What you should do:
Entries follow. Set all of them down as they stand.

_ _ _ _ _

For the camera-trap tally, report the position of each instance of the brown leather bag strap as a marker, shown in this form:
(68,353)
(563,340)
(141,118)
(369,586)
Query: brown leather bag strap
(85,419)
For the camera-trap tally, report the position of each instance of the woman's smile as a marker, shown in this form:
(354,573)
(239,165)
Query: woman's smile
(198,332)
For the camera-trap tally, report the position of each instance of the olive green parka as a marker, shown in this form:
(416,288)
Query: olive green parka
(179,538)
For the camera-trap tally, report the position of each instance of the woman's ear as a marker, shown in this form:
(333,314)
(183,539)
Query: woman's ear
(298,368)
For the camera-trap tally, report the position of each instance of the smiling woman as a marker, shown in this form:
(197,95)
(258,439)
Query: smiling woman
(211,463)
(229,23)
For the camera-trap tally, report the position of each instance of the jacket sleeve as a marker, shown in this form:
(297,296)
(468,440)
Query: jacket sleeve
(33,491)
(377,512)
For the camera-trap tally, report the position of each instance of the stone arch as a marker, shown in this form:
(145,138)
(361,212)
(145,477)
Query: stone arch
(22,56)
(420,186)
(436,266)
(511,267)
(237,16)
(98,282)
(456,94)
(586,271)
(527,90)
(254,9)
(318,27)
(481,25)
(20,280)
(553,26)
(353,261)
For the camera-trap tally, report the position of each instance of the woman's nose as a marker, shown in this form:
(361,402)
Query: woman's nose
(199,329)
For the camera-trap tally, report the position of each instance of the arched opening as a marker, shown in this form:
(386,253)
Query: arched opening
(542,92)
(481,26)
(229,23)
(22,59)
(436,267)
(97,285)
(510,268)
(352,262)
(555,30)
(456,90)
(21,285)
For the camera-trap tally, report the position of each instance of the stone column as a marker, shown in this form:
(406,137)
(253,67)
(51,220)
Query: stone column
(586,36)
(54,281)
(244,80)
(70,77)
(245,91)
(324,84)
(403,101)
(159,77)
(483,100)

_ _ _ _ _

Written answer:
For the camera-trap tally, report the position of each instance of the brown leather bag strap as a marker, shown in this form:
(68,353)
(563,340)
(141,118)
(369,586)
Query: brown leather bag strap
(85,419)
For the camera-trap tally, report the position of each instance of the woman's smile as a marker, shown in this form:
(354,573)
(239,165)
Query: woman's smile
(198,332)
For the camera-trap tally, report the position of each instance of the olive green parka as a marker, shown in this form:
(416,288)
Query: olive green parka
(179,538)
For the camera-trap tally, report the position of each instance of the woman's ear as a marker, shown in this form:
(333,314)
(183,539)
Query: woman's ear
(298,368)
For the camera-trap tally, report the position of each instance of the smiling woman as a marker, shown in this form:
(197,95)
(258,439)
Query: smiling woman
(211,463)
(229,23)
For the camera-trap tally, report the position of each instance of the jacket sleeve as a marker, shown in this form:
(297,296)
(468,440)
Query: jacket sleeve
(33,491)
(377,512)
For the camera-trap tally, report the position of each instance of the stone arch as a marker, shown in this form:
(145,138)
(361,212)
(145,477)
Query: stone arch
(22,56)
(420,186)
(436,266)
(511,267)
(237,16)
(98,282)
(456,94)
(586,271)
(527,90)
(254,9)
(318,27)
(481,25)
(20,280)
(553,26)
(353,261)
For the camera-trap tally, report the position of each instance of the woman's nose as a marker, shown in this form:
(361,402)
Query: woman's nose
(199,329)
For the camera-trap tally, report the position of each instance of the arched opening as a marker, shown in this form:
(386,253)
Query: arched opening
(542,92)
(481,26)
(229,23)
(22,59)
(436,267)
(97,285)
(510,268)
(352,262)
(555,30)
(456,90)
(21,285)
For the camera-trap tally, report the position of each instance of the stone column as a marker, shown in this form:
(406,137)
(253,67)
(51,220)
Query: stone column
(586,36)
(54,281)
(244,80)
(70,77)
(245,91)
(324,84)
(403,101)
(159,77)
(483,100)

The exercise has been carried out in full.